◆ **Text passage**
__________________________________________________

South Dakota's Black Hills Buffalo Roundup
For generations the American cowboy has been an icon of manhood, and dude ranches are probably one of the greatest mancation destinations available. Instead of a typical cow roundup, the Buffalo Roundup features wranglers going after buffalo, huge animals that can grow almost 7 feet tall and nearly 1,000 pounds!
This is about real men and while you can't participate in the roundup unless you have been certified as an experienced wrangler, it is a great opportunity to celebrate the wild west in a way that you can't imagine anywhere else in the country. The Buffalo Round is held every year in Custer State Park, located in the middle of South Dakota's Black Hills. This year's event starts September 26, with the roundup itself on Monday, Sept. 28, and features events ranging from arts festivals and historic reenactments to chili cook-offs and old-time fiddlers, all centered around the annual roundup of the park’s nearly 1,500 bison.
The roundup is the first step in preparing the herd for the November Buffalo Auction. Custer State Park can typically support about 1,000 animals over the winter, so surplus buffalo are sold at a late-year auction. Bison, which once faced extinction, now number 500,000 strong across North America, and Custer State Park is home to one of the largest publicly-owned herds.
Buffalo Roundup Podcast with Emily Currey from South Dakota Tourism:
“The combination of watching the leaves change, the crisp autumn air and the Old West experience keep people coming back year after year,” said Melissa Bump, director of the South Dakota Office of Tourism. “Many people are finding that fall is a perfect time to experience all that South Dakota has to offer, and a family-friendly location like Custer State Park is the place to do it.”
If this sounds like your idea of the ultimate Wild West Mancation then head on over to South Dakota's tourism website.

__________________________________________________

◆ **What you will do**
[1] According to the text on South Dakota's Black Hills Buffalo Roundup, in which month is the Buffalo Auction held?
[2] Rewrite the Buffalo Roundup text from "This is about" to "nearly 1,500 bison.", replacing "chili cook-offs" with "barbecue contests".
[3] Carry on the text about South Dakota's Black Hills Buffalo Roundup from its last sentence.

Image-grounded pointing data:
__________________________________________________

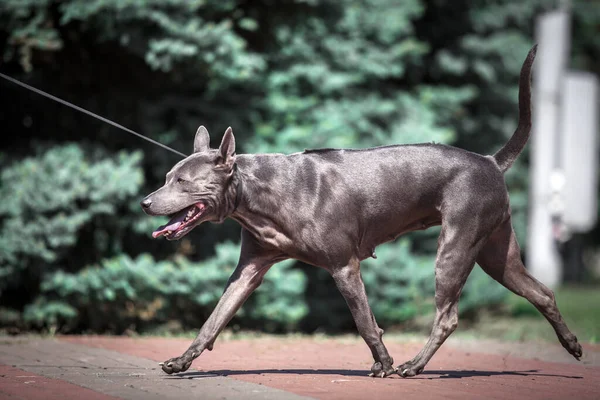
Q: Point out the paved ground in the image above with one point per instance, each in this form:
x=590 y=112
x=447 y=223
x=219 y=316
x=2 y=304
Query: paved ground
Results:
x=287 y=368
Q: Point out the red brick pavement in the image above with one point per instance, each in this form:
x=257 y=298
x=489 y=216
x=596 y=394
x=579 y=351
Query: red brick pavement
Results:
x=332 y=369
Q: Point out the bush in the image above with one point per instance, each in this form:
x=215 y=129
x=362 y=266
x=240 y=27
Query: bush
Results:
x=46 y=203
x=138 y=294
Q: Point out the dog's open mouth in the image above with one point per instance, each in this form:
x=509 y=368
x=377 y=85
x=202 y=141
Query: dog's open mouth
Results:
x=179 y=221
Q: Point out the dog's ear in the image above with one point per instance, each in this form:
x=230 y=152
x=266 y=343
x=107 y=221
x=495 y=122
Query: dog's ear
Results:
x=227 y=148
x=202 y=140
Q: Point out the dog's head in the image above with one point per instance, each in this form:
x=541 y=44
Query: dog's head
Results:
x=197 y=189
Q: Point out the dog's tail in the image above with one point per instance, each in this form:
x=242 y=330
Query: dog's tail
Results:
x=511 y=150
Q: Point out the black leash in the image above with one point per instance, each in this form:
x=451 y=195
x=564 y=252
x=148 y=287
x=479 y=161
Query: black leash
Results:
x=91 y=114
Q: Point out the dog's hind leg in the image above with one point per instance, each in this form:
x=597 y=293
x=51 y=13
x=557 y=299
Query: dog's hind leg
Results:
x=254 y=263
x=456 y=255
x=501 y=259
x=350 y=284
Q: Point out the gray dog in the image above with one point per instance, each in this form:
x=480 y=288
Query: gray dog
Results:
x=331 y=208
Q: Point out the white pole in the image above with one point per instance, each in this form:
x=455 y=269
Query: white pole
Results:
x=552 y=36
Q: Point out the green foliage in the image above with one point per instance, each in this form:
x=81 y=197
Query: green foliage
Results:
x=46 y=201
x=124 y=293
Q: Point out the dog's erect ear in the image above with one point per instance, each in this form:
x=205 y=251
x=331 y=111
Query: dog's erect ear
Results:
x=227 y=148
x=202 y=140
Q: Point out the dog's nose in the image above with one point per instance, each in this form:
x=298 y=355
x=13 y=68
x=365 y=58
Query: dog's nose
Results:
x=146 y=203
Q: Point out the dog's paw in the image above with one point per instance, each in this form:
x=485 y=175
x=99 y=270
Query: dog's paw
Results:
x=571 y=344
x=409 y=369
x=177 y=364
x=378 y=370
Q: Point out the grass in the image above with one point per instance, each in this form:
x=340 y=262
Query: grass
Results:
x=579 y=306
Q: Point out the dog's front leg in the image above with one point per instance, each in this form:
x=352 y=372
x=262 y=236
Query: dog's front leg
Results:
x=350 y=284
x=254 y=263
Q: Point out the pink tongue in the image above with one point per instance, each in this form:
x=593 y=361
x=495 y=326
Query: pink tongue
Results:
x=172 y=225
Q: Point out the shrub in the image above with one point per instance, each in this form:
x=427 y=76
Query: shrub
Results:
x=138 y=294
x=49 y=199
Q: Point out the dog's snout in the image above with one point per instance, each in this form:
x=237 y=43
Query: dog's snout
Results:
x=146 y=203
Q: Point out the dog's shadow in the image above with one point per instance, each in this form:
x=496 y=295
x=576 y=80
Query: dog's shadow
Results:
x=439 y=374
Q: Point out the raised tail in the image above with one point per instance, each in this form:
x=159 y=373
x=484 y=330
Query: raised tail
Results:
x=511 y=150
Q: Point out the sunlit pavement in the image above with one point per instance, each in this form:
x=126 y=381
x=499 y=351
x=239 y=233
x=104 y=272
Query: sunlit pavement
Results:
x=99 y=367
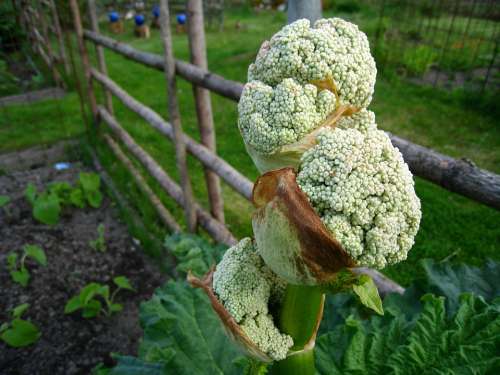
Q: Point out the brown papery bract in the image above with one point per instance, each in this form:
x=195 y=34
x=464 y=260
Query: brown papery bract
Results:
x=290 y=236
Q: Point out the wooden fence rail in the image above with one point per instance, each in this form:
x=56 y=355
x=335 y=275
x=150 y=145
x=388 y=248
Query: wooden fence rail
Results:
x=222 y=168
x=204 y=154
x=216 y=229
x=455 y=175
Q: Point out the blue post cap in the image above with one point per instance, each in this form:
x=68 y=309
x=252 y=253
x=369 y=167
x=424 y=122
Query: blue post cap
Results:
x=113 y=16
x=156 y=11
x=139 y=20
x=181 y=18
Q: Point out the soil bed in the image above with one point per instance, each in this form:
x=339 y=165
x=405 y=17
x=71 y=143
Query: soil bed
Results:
x=69 y=344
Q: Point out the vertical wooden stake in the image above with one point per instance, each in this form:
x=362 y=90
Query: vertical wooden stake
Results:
x=197 y=47
x=60 y=39
x=175 y=118
x=48 y=45
x=84 y=56
x=100 y=53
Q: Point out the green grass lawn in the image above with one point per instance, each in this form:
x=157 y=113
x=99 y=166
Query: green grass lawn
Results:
x=452 y=226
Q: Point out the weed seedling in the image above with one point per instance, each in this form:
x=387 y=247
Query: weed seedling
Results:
x=19 y=332
x=99 y=244
x=47 y=205
x=95 y=298
x=4 y=200
x=19 y=272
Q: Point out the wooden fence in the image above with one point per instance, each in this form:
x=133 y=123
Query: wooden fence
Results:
x=456 y=175
x=40 y=20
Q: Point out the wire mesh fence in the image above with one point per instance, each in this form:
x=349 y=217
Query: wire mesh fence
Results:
x=444 y=43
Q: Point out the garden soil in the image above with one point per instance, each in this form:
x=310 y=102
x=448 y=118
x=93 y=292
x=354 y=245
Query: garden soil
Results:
x=69 y=344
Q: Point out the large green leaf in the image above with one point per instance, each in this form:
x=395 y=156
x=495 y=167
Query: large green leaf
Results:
x=453 y=280
x=181 y=329
x=433 y=343
x=193 y=253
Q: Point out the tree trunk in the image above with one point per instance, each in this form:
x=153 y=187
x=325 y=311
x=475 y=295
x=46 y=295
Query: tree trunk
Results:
x=309 y=9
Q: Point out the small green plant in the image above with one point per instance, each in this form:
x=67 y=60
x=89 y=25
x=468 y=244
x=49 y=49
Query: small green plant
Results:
x=99 y=244
x=4 y=200
x=18 y=270
x=19 y=332
x=47 y=205
x=90 y=184
x=95 y=298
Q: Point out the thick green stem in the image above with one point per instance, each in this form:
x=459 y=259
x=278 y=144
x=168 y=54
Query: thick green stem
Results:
x=299 y=364
x=300 y=315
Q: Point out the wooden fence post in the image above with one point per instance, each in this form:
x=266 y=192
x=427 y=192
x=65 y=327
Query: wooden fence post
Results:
x=100 y=53
x=60 y=39
x=175 y=118
x=84 y=56
x=197 y=47
x=52 y=60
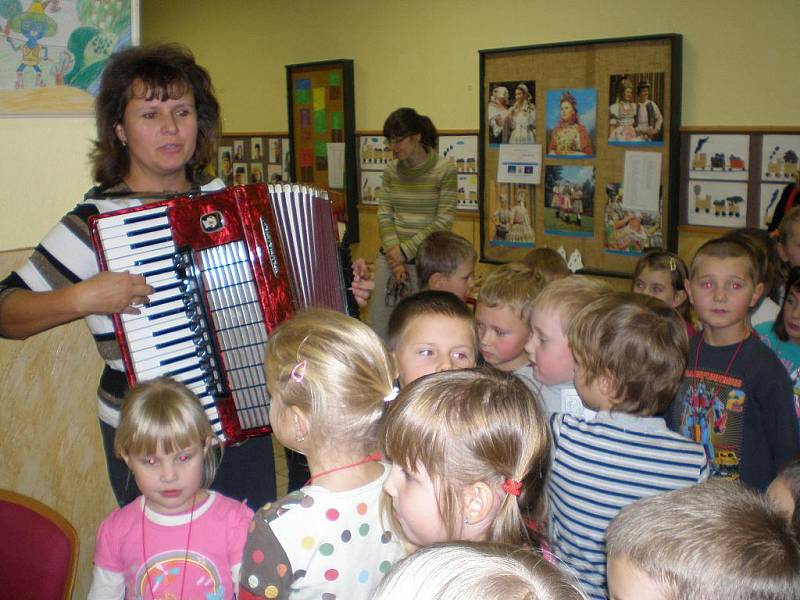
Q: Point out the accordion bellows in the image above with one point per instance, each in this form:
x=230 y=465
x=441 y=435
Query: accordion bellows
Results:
x=227 y=268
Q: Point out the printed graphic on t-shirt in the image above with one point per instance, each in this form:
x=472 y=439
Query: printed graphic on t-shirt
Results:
x=177 y=574
x=712 y=408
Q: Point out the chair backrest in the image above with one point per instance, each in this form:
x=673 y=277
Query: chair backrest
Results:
x=38 y=552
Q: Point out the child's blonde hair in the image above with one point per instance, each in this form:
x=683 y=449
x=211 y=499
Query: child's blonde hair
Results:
x=663 y=260
x=713 y=540
x=569 y=295
x=548 y=262
x=514 y=285
x=453 y=571
x=165 y=415
x=468 y=426
x=639 y=341
x=336 y=370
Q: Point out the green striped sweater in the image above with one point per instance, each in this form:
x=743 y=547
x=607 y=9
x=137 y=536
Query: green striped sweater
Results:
x=413 y=202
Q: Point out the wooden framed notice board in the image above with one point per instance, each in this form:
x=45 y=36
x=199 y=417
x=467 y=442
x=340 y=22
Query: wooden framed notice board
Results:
x=579 y=148
x=322 y=112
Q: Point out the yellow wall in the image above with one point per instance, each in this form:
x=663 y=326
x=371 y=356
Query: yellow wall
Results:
x=423 y=53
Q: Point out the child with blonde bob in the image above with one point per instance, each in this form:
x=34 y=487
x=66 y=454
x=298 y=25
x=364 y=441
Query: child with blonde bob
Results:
x=503 y=312
x=548 y=347
x=328 y=376
x=630 y=353
x=470 y=452
x=178 y=526
x=661 y=274
x=454 y=571
x=715 y=540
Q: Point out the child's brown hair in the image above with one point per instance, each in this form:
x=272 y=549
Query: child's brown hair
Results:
x=548 y=262
x=714 y=540
x=473 y=425
x=513 y=285
x=442 y=252
x=637 y=340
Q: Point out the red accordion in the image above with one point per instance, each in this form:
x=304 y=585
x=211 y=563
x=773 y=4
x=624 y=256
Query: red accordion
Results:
x=227 y=268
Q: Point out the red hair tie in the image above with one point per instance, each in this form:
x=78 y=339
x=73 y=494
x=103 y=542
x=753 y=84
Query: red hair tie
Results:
x=512 y=487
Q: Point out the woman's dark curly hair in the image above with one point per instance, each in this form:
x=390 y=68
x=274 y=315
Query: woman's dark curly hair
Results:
x=165 y=71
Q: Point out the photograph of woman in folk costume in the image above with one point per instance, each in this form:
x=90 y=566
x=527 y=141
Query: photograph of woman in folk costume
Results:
x=571 y=132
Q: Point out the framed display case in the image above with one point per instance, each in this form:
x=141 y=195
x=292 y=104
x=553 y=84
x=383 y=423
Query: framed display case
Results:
x=322 y=130
x=734 y=176
x=579 y=148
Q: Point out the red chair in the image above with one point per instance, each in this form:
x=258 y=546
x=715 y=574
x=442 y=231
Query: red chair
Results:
x=38 y=550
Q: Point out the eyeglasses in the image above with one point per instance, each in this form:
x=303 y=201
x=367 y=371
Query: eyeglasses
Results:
x=396 y=290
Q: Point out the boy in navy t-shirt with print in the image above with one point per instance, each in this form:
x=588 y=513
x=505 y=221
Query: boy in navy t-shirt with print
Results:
x=735 y=397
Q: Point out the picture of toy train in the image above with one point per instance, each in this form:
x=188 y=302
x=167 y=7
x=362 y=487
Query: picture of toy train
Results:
x=718 y=162
x=782 y=166
x=723 y=207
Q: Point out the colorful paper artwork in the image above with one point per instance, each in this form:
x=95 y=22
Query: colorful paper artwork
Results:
x=569 y=200
x=721 y=157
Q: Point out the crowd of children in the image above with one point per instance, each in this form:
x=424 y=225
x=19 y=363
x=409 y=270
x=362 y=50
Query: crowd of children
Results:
x=562 y=440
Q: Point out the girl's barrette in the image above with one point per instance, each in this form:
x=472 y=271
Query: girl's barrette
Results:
x=392 y=394
x=510 y=486
x=299 y=371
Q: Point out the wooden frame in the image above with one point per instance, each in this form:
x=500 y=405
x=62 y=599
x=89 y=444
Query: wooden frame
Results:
x=733 y=176
x=584 y=69
x=460 y=145
x=322 y=110
x=70 y=534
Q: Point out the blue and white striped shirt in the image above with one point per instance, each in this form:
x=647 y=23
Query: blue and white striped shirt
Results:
x=600 y=466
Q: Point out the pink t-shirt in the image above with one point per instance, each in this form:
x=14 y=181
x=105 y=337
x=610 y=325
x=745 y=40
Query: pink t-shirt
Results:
x=196 y=564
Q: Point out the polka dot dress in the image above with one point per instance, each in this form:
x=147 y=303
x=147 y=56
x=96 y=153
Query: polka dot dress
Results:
x=319 y=544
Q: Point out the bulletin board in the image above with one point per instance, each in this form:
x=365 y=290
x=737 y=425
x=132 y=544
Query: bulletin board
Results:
x=460 y=147
x=733 y=177
x=322 y=111
x=604 y=184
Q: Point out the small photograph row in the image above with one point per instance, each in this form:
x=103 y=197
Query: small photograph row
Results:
x=634 y=115
x=724 y=169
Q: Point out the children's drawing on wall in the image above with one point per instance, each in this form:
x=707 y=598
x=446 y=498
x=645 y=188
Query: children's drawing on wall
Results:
x=629 y=231
x=274 y=150
x=571 y=122
x=52 y=52
x=569 y=200
x=371 y=184
x=467 y=192
x=225 y=168
x=719 y=156
x=779 y=157
x=461 y=150
x=511 y=112
x=770 y=194
x=374 y=152
x=275 y=174
x=238 y=150
x=510 y=211
x=717 y=203
x=634 y=113
x=256 y=149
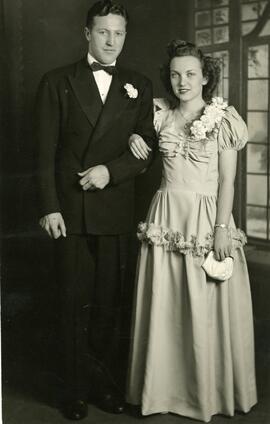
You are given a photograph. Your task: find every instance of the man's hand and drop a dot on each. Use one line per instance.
(54, 225)
(93, 178)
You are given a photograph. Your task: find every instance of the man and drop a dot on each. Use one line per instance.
(85, 115)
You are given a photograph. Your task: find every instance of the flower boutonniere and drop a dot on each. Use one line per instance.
(132, 92)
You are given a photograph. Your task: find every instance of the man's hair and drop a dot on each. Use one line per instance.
(103, 8)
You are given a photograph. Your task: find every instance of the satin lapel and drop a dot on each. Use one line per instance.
(86, 91)
(117, 100)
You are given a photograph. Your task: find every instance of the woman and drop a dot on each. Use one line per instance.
(192, 347)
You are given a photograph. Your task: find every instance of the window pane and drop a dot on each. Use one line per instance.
(221, 16)
(221, 34)
(250, 11)
(256, 222)
(257, 158)
(203, 19)
(203, 37)
(202, 3)
(258, 61)
(258, 94)
(266, 29)
(257, 190)
(247, 27)
(257, 126)
(262, 6)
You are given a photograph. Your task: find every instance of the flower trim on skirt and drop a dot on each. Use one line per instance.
(175, 241)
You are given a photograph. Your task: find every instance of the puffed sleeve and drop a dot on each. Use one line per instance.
(233, 132)
(161, 107)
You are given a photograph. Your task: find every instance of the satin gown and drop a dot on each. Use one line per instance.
(192, 350)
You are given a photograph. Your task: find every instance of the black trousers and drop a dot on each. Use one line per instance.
(95, 296)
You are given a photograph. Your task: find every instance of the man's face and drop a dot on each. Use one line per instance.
(106, 37)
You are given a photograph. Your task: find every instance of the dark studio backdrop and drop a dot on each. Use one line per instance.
(36, 36)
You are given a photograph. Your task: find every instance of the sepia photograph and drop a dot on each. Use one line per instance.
(135, 212)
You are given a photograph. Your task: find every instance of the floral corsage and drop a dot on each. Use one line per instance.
(210, 119)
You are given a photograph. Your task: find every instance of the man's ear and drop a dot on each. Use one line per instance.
(87, 33)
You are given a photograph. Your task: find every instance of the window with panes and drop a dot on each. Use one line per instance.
(238, 32)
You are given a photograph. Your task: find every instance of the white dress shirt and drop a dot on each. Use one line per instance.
(102, 78)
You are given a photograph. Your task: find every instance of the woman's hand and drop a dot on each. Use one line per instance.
(222, 243)
(138, 147)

__________________________________________________

◆ **Answers by item**
[1] November

[2]
This is about real men and while you can't participate in the roundup unless you have been certified as an experienced wrangler, it is a great opportunity to celebrate the wild west in a way that you can't imagine anywhere else in the country. The Buffalo Round is held every year in Custer State Park, located in the middle of South Dakota's Black Hills. This year's event starts September 26, with the roundup itself on Monday, Sept. 28, and features events ranging from arts festivals and historic reenactments to barbecue contests and old-time fiddlers, all centered around the annual roundup of the park’s nearly 1,500 bison.

[3]
Fast Facts about the Buffalo Roundup:
- At the beginning of the 19th century, an estimated 60 million American bison roamed the prairies. By the late 1800s, there were only a few dozen buffalo left in the United States.
- Two South Dakotans are credited with saving the species. Rancher Fredrick Dupree saved five calves from a buffalo hunt in 1881. Over the next decade, he grew the herd to over 70, which he sold to Fort. Pierre rancher James "Scotty" Philip. Philip increased the herd to more than 1,000 head. The free-roaming buffalo in Custer State Park are direct descendants of Philip’s herd.
- In the 1940s, the Custer State Park herd numbered around 2,500, but the bison were over-grazing the land. That’s why every year, buffalo are rounded up and the herd size is adjusted for the available grassland that will support them. The animals are also sorted, branded and vaccinated.
- Buyers from all over the United States and Canada have purchased bison from Custer State Park and have started herds of their own.
- Bison have been clocked at speeds of 50 mph.The word “Tatanka,” made popular in the movie “Dances With Wolves,” which was filmed in South Dakota, means “big or large thing” in Lakota.